* _TASK BRIEF_:
Write out all of the data below word for word, leaving the pictures out of your copy.

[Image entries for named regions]
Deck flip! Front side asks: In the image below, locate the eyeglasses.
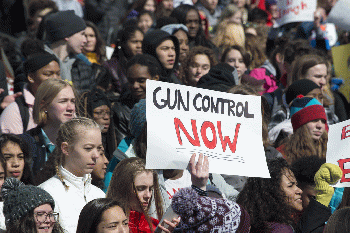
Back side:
[34,212,59,223]
[102,220,129,232]
[94,110,111,118]
[186,19,200,24]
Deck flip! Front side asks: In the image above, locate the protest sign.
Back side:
[332,44,350,100]
[327,0,350,31]
[277,0,317,26]
[326,120,350,187]
[146,80,270,177]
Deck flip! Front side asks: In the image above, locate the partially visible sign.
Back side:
[326,120,350,187]
[277,0,317,26]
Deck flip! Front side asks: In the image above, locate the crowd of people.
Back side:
[0,0,350,233]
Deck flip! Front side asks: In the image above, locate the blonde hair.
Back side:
[106,157,163,227]
[218,4,239,25]
[52,117,101,189]
[33,78,77,126]
[283,124,328,164]
[288,54,329,85]
[213,23,245,50]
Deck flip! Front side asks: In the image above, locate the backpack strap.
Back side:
[15,95,29,133]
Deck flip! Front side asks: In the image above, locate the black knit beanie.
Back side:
[286,79,320,104]
[23,51,60,75]
[45,10,86,43]
[1,177,55,227]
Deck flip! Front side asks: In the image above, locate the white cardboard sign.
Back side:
[146,80,270,178]
[327,0,350,31]
[277,0,317,26]
[326,120,350,187]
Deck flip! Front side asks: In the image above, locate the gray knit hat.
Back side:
[45,10,86,43]
[1,177,55,227]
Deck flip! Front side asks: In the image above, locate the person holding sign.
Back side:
[237,158,342,233]
[180,46,217,87]
[107,158,176,232]
[277,96,328,164]
[142,29,181,84]
[112,54,162,144]
[289,53,347,125]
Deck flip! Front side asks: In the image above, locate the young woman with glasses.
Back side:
[1,177,64,233]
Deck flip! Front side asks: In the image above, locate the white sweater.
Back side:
[39,166,106,233]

* _TASK ANSWER_:
Deck flip! Front side asks: In the image below, locate the eyeglasses.
Back side:
[34,212,59,223]
[102,220,129,232]
[94,110,111,118]
[186,19,200,24]
Deck flip! Front side asks: In the image above, locate the protest sign.
Back side:
[332,44,350,100]
[327,0,350,31]
[277,0,317,26]
[326,120,350,187]
[146,80,270,177]
Deck flip! Front side asks: In the image above, locate the partially visible sign.
Back side:
[326,120,350,187]
[277,0,317,26]
Deck flip! Front side asks: In the image above, locate the crowd of people.
Back side:
[0,0,350,233]
Deck flip! Front side asks: In the image above, locate the blonde hair.
Back side:
[106,157,163,227]
[218,4,239,25]
[52,117,101,189]
[33,78,77,126]
[283,124,328,164]
[288,54,329,85]
[213,23,245,50]
Deck flip! Front side asks: In the image above, locate the backpack strap.
Back side:
[15,95,29,133]
Deck flip! Front side asks: In the image above, locate the black knit beanie.
Back side:
[286,79,320,104]
[23,51,60,75]
[45,10,86,43]
[1,177,55,227]
Deck flip! Front side asks: In the image above, locate the white cardboard sign.
Back side:
[146,80,270,178]
[327,0,350,31]
[277,0,317,26]
[326,120,350,187]
Deck flip! Front side asks: In the image above, locate the gray knit hat.
Back side:
[45,10,86,43]
[1,177,55,227]
Deck flip! Front side asks: In the image above, locate the person holding sign.
Back side:
[237,158,342,233]
[180,46,217,87]
[107,158,176,232]
[277,96,328,164]
[142,29,181,84]
[112,54,162,144]
[289,53,347,125]
Deck flip! Front side asks: In the image above, locate the young woman with glasses.
Back side:
[1,177,64,233]
Deck flip! Front side asks: In the image above, locate the white sweater.
Back side:
[39,166,106,233]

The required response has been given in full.